───── GIVEN ENTRIES ─────

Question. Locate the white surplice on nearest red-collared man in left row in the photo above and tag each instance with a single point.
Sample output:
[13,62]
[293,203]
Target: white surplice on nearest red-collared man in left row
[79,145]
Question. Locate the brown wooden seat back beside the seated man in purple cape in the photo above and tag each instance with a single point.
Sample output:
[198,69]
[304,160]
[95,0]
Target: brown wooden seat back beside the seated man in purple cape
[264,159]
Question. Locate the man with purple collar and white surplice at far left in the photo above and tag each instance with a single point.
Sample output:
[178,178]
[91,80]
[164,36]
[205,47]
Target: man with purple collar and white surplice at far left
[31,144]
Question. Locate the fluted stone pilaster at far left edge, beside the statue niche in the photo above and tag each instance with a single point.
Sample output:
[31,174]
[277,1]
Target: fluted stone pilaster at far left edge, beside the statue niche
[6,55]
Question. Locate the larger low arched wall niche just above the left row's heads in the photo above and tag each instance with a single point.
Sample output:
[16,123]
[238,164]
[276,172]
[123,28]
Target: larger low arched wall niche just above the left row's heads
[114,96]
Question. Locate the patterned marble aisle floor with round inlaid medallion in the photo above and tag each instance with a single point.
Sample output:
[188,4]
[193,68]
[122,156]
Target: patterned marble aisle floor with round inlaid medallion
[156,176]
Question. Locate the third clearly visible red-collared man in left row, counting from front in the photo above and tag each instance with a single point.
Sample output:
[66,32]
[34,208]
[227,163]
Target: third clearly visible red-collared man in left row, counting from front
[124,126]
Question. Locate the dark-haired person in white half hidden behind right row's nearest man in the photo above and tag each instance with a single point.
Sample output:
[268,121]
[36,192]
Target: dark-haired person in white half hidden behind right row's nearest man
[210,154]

─────

WORK TASK:
With nothing left out, copy the data above exactly.

RESULT FOR THIS EXERCISE:
Question. Locate the white surplice on nearest red-collared man in left row in the photo above and tag each instance with a single point.
Sample output:
[13,62]
[293,203]
Target: white surplice on nearest red-collared man in left row
[79,145]
Question. Locate the brown wooden seat back beside the seated man in purple cape in the photo above and tag each instance with a single point.
Sample output:
[198,69]
[304,160]
[95,0]
Target: brown wooden seat back beside the seated man in purple cape
[264,159]
Question. Locate the man with purple collar and white surplice at far left in the photo above and tag each instance with a single point.
Sample output:
[178,178]
[91,80]
[164,36]
[205,47]
Target: man with purple collar and white surplice at far left
[31,144]
Question. Locate the fluted stone pilaster at far left edge, beside the statue niche in the photo above and tag each instance with a single point.
Sample output:
[31,174]
[277,1]
Target: fluted stone pilaster at far left edge, beside the statue niche
[6,55]
Question. Locate the larger low arched wall niche just above the left row's heads in the photo above and tag each instance with a single point.
Sample output:
[16,123]
[238,164]
[276,172]
[123,28]
Target: larger low arched wall niche just above the left row's heads
[114,96]
Question. Locate the patterned marble aisle floor with round inlaid medallion in the photo above and tag each instance with a single point.
Sample output:
[188,4]
[193,68]
[122,156]
Target: patterned marble aisle floor with round inlaid medallion
[156,176]
Question. Locate the third clearly visible red-collared man in left row, counting from front in the photo above and tag each instance with a single point.
Sample output:
[66,32]
[34,208]
[227,163]
Target: third clearly visible red-collared man in left row, counting from front
[124,126]
Question. Locate the dark-haired person in white half hidden behind right row's nearest man in the photo above and tag each instance with a single point.
Sample output:
[268,121]
[36,192]
Target: dark-haired person in white half hidden behind right row's nearest man
[210,154]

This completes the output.